Текст документа ▸
- - - - -
Skip to main content

стр 51-53 - "Наука и Религия" №2 1978 - (Великий переучет - продолжение 1)

Читать советские журналы онлайн

 

О БУДУЩЕМ

Сказки ЧеховаВсе-таки нам повезло: мы можем читать Пушкина, Толстого, Достоевского, Чехова —  в подлиннике, на русском языке. Родился бы я французом или немцем — и что же? За всю жизнь не прочитал бы Чехова по-русски. Чехов для меня — свидетель. Да, так я его на этот раз воспринимаю — беспристрастный свидетель на процессе века, вернее, на процессе двух веков. Судятся век нынешний и век минувший — который из них лучше? Такой суд необходим. Как вывести достоверное суждение о нашем времени, если мне не с чем его сравнить? Суждение без сравнения невозможно.

И вот передо мной картина, созданная авторитетным свидетелем. Не доверять Чехову я не могу.

Выходит, что и сто лет назад люди точно так же, как и сегодня, говорили о важности науки и точно так же говорили они, будто наука отживает свой век и становится предрассудком (а сегодня эту мысль выдают за новейшую и моднейшую). И точно так же сетовали на то, что молодежь измельчала — все, вроде бы, то же самое.

Но главное для Чехова и его времени — скука.

Я не подсчитывал, а надо бы подсчитать, как часто встречается у Чехова слово «скука». У него скучают все, о ком бы он ни писал, — гробовщик, княгиня, помещик, актриса, ссыльный, художник, ученый — всем скучно, все видят вокруг себя только скуку, все изнывают от скуки и не видно ей конца... Всем скучно и всегда скучно!
- - - - -
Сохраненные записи
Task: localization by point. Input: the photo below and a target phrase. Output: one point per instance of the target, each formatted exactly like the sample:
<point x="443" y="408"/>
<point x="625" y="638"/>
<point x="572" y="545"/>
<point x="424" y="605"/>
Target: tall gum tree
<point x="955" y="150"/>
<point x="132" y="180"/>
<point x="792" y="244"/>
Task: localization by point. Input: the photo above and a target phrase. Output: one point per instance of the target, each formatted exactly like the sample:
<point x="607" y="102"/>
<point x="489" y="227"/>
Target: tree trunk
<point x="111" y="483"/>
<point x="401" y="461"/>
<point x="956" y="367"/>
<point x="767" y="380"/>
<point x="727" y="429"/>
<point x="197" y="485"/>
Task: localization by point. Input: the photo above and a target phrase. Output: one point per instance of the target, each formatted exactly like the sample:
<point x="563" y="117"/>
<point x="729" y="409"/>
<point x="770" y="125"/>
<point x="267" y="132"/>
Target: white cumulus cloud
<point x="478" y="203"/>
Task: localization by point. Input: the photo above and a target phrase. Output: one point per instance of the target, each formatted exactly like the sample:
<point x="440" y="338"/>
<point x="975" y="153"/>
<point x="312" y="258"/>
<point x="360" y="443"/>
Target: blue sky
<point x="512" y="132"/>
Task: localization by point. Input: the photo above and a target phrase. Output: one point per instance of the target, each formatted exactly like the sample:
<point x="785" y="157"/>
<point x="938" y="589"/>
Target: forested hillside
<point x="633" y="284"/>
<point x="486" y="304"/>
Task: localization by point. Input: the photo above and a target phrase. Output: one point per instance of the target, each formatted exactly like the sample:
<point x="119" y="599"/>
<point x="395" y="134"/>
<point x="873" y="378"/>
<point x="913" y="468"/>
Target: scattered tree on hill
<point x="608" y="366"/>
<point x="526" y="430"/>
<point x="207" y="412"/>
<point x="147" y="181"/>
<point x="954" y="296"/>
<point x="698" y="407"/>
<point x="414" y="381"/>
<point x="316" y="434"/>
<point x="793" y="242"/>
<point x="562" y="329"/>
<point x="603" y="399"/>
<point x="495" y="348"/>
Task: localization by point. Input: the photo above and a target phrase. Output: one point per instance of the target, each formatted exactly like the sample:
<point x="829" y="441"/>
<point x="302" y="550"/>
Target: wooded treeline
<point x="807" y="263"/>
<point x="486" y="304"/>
- - - - -
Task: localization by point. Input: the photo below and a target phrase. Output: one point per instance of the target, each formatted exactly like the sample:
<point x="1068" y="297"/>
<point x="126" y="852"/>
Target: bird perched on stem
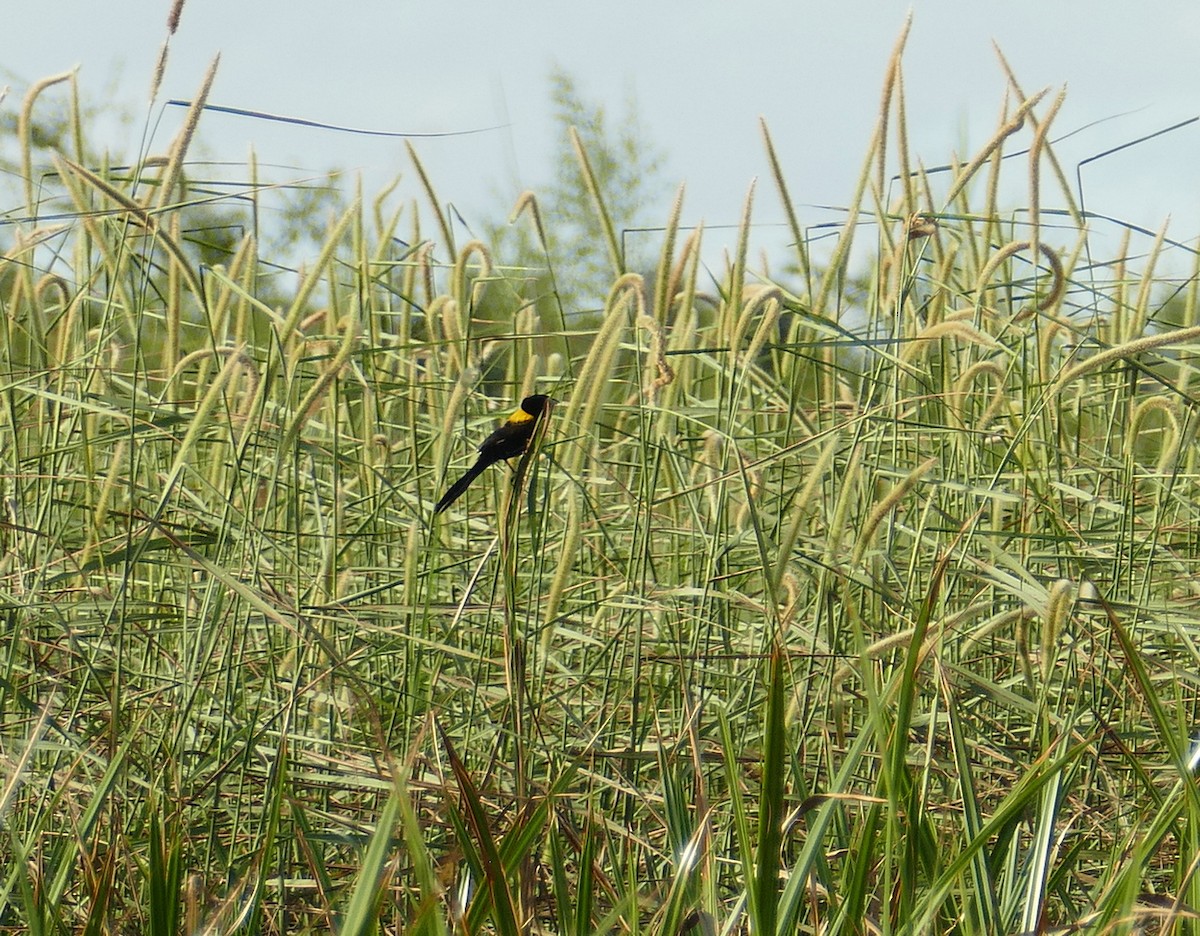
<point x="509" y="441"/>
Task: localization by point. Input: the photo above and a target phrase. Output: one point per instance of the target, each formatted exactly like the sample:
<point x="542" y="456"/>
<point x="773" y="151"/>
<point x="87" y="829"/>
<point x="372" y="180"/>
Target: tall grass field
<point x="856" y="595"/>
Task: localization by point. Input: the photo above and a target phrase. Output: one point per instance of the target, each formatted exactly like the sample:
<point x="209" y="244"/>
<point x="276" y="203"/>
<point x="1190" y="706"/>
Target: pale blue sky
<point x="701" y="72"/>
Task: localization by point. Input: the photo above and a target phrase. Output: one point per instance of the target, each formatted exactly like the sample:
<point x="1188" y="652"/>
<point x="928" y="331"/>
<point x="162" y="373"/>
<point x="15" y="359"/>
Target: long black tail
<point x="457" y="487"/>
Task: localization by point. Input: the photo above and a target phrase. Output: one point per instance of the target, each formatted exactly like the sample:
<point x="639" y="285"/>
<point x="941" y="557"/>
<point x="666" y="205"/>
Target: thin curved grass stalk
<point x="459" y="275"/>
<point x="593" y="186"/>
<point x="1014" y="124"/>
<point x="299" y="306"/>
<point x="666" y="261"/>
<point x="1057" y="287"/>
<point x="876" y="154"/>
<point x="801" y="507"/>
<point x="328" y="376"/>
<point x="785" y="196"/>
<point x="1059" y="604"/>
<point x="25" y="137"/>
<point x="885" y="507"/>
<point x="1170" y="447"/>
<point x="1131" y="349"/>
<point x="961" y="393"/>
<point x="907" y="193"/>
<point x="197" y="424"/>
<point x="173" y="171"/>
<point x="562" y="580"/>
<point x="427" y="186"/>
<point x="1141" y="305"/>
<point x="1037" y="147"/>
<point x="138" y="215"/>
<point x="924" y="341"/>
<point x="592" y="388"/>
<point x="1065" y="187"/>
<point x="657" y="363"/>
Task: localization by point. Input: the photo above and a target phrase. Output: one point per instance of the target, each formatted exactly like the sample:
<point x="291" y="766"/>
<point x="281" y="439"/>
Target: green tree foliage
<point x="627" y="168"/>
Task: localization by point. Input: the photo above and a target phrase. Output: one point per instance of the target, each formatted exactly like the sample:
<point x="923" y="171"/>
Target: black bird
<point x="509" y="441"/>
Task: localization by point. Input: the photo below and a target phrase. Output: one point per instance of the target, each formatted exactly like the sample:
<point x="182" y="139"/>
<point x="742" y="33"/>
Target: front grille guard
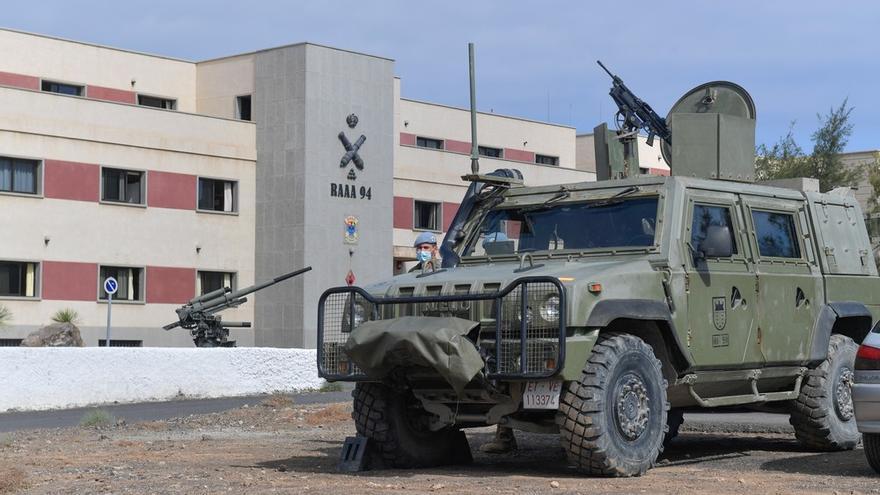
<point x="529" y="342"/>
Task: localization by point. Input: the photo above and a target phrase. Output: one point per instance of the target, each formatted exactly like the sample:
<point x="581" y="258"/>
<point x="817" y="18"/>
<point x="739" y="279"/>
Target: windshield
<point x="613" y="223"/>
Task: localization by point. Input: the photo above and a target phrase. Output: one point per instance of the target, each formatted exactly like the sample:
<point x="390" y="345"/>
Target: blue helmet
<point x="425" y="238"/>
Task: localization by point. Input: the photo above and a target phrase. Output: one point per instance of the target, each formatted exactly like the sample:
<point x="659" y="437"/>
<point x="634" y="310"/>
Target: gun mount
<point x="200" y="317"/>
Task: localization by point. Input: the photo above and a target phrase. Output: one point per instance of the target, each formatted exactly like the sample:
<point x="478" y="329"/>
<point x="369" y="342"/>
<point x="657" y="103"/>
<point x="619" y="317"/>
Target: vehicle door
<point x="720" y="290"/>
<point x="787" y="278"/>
- - - - -
Задание ▸ Продублируйте без изменений фрагмент приведенного выше текста о Чехове от «Сказки ЧеховаВсе-таки нам» до «без сравнения невозможно.».

Решение задания ▸
Сказки ЧеховаВсе-таки нам повезло: мы можем читать Пушкина, Толстого, Достоевского, Чехова —  в подлиннике, на русском языке. Родился бы я французом или немцем — и что же? За всю жизнь не прочитал бы Чехова по-русски. Чехов для меня — свидетель. Да, так я его на этот раз воспринимаю — беспристрастный свидетель на процессе века, вернее, на процессе двух веков. Судятся век нынешний и век минувший — который из них лучше? Такой суд необходим. Как вывести достоверное суждение о нашем времени, если мне не с чем его сравнить? Суждение без сравнения невозможно.